* _WHAT YOU WILL DO_
Transcribe precisely those lines of the listing that fall between the line containing "Objective — one point per instance of the green" and the last line, inclusive of both.
# Start of RECORDS FOR PROCESSING
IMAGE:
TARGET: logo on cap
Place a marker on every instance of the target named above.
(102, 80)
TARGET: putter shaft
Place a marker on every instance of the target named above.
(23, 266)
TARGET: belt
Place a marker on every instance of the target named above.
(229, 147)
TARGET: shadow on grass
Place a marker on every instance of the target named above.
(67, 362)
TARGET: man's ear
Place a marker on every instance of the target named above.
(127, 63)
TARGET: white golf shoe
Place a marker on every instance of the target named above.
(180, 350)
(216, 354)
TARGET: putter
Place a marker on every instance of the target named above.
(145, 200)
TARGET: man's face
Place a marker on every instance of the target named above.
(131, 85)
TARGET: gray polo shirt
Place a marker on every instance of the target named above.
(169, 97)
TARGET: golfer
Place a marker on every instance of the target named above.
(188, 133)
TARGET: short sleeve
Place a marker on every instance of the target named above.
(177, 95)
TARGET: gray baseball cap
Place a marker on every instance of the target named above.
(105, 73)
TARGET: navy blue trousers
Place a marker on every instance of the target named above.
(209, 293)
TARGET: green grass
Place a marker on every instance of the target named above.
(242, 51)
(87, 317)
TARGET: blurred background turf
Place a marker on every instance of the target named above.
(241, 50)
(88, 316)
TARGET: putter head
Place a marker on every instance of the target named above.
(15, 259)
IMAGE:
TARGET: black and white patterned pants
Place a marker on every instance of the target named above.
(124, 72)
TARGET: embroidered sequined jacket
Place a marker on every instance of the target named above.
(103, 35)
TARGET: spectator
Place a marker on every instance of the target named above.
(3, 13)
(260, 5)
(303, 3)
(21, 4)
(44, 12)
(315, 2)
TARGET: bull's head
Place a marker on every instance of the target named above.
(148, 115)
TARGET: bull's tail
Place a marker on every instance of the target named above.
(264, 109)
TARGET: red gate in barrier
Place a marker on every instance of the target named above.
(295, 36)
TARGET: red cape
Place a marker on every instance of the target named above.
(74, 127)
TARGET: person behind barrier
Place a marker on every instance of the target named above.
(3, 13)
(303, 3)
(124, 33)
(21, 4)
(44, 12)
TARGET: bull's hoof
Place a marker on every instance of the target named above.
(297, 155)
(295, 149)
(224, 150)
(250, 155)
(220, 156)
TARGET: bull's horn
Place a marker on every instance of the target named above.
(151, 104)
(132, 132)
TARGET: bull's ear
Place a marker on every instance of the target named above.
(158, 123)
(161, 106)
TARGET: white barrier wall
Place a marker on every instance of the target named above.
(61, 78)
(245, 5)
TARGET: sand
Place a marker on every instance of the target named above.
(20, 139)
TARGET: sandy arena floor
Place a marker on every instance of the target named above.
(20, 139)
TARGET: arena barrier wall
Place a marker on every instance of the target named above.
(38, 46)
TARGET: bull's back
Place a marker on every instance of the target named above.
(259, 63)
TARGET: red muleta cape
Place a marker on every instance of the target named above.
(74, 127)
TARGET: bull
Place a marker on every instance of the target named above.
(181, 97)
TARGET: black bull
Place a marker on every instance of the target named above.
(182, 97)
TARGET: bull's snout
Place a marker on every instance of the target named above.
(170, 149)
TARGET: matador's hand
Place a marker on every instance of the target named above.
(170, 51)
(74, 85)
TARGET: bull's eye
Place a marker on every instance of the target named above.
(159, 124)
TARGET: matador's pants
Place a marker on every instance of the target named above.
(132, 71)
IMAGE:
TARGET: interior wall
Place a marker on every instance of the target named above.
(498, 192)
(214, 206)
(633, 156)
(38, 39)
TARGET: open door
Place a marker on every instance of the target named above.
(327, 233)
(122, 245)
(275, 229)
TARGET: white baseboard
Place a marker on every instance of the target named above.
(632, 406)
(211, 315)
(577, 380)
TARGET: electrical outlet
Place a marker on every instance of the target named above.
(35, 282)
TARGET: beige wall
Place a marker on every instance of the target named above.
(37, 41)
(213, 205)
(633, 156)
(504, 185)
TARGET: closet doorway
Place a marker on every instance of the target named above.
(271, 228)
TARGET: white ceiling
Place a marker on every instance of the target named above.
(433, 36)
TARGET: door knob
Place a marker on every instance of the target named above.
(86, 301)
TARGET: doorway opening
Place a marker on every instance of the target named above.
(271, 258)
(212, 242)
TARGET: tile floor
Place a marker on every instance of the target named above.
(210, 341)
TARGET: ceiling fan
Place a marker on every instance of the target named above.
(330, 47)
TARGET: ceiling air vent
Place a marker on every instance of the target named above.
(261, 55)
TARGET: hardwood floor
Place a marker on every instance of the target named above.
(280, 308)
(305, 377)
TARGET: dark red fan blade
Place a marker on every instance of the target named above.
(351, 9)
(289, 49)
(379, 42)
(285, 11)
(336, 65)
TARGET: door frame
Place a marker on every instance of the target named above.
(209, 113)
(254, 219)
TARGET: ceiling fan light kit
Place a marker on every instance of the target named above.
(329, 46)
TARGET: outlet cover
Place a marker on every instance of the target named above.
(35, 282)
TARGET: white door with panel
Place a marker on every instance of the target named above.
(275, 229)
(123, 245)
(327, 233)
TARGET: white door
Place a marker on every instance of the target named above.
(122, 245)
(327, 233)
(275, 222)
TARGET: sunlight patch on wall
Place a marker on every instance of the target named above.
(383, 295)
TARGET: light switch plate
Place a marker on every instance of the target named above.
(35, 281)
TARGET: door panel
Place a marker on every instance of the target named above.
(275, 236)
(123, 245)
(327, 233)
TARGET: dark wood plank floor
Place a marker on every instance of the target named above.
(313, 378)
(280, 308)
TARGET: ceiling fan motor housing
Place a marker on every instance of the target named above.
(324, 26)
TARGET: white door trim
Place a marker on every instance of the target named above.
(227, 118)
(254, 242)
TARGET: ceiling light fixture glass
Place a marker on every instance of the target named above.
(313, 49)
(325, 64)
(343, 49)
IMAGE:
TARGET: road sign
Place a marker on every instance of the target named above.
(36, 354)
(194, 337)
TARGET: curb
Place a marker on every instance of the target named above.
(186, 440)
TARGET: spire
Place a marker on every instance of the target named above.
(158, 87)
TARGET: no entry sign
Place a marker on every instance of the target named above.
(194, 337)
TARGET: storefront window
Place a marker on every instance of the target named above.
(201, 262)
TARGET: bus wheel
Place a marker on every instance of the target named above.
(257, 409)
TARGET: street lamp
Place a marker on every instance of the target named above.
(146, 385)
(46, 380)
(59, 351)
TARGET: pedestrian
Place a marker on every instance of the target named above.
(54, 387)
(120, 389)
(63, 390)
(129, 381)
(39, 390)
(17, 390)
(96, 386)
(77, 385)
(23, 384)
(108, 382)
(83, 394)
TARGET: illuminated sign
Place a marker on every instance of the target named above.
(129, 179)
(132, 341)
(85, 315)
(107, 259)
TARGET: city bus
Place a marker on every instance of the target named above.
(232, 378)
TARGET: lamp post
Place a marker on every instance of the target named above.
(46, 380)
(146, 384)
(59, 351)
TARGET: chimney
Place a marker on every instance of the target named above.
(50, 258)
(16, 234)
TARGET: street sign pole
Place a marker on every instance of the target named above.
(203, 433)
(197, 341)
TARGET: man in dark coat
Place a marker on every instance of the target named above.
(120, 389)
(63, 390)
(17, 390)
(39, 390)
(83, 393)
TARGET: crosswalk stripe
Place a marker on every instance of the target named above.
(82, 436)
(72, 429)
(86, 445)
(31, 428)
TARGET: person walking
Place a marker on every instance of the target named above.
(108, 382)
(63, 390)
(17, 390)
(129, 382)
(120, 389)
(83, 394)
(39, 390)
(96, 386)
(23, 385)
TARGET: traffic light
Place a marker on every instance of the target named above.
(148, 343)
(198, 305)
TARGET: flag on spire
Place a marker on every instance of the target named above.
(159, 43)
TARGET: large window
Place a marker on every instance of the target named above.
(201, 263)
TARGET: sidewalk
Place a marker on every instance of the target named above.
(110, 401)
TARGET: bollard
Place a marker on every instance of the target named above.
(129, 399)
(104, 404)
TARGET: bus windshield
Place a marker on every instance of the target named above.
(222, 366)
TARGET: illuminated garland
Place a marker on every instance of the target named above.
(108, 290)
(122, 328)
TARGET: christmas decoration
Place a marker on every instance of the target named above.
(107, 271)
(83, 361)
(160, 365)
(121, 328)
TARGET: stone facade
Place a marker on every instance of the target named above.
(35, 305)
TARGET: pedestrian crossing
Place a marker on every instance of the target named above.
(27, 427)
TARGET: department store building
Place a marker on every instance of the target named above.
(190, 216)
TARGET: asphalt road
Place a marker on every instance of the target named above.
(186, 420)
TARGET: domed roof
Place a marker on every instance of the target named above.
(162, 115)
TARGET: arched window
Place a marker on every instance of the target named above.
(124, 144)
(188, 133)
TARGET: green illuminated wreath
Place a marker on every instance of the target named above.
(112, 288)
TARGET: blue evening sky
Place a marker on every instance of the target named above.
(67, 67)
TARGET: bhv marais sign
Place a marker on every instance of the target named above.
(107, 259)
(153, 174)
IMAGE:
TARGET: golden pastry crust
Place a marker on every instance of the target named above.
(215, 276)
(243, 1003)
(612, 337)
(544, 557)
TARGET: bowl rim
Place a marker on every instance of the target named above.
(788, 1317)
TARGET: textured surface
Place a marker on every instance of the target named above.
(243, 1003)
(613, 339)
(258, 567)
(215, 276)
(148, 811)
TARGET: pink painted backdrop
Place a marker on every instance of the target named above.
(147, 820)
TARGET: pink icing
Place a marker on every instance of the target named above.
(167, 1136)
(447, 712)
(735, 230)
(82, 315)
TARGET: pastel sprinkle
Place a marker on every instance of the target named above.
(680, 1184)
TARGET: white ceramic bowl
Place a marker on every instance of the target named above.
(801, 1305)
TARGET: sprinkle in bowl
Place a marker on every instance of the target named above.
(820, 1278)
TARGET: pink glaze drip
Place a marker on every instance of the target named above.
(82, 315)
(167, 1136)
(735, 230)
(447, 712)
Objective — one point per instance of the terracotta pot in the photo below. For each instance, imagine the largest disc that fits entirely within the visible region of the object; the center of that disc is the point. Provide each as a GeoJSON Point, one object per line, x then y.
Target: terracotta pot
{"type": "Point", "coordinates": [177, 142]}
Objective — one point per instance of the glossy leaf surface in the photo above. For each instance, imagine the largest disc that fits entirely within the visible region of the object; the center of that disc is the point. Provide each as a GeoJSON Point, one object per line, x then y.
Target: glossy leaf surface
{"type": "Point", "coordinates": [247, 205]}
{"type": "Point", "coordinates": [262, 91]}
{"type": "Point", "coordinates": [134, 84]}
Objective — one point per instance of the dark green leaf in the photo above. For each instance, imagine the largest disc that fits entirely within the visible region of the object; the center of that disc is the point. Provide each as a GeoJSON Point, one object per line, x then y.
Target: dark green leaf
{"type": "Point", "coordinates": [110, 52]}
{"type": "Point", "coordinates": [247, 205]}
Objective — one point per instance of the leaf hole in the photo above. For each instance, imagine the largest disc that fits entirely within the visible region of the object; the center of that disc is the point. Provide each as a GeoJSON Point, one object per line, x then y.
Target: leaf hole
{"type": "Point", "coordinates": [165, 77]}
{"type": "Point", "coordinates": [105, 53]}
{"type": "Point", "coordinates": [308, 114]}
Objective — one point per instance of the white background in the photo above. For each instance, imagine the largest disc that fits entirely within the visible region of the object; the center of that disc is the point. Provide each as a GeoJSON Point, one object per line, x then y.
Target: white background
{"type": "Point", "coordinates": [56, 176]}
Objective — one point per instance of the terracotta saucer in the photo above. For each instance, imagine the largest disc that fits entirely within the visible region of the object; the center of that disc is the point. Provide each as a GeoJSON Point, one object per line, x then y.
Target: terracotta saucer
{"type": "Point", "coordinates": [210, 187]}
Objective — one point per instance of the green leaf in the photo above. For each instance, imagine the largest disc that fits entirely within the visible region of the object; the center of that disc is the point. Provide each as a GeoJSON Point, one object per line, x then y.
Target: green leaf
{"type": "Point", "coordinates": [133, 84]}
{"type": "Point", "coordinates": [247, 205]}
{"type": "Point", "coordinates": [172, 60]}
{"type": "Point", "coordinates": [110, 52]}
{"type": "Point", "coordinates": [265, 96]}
# End of RECORDS FOR PROCESSING
* _THE RESPONSE_
Objective — one point per instance of the green leaf in the photo above. For each instance, imagine the largest disc that fits entirely within the visible region of the object; the center of that disc is the point. Provide each as a GeoJSON Point, one object per line, x then y.
Target: green leaf
{"type": "Point", "coordinates": [133, 84]}
{"type": "Point", "coordinates": [247, 205]}
{"type": "Point", "coordinates": [172, 60]}
{"type": "Point", "coordinates": [110, 52]}
{"type": "Point", "coordinates": [265, 96]}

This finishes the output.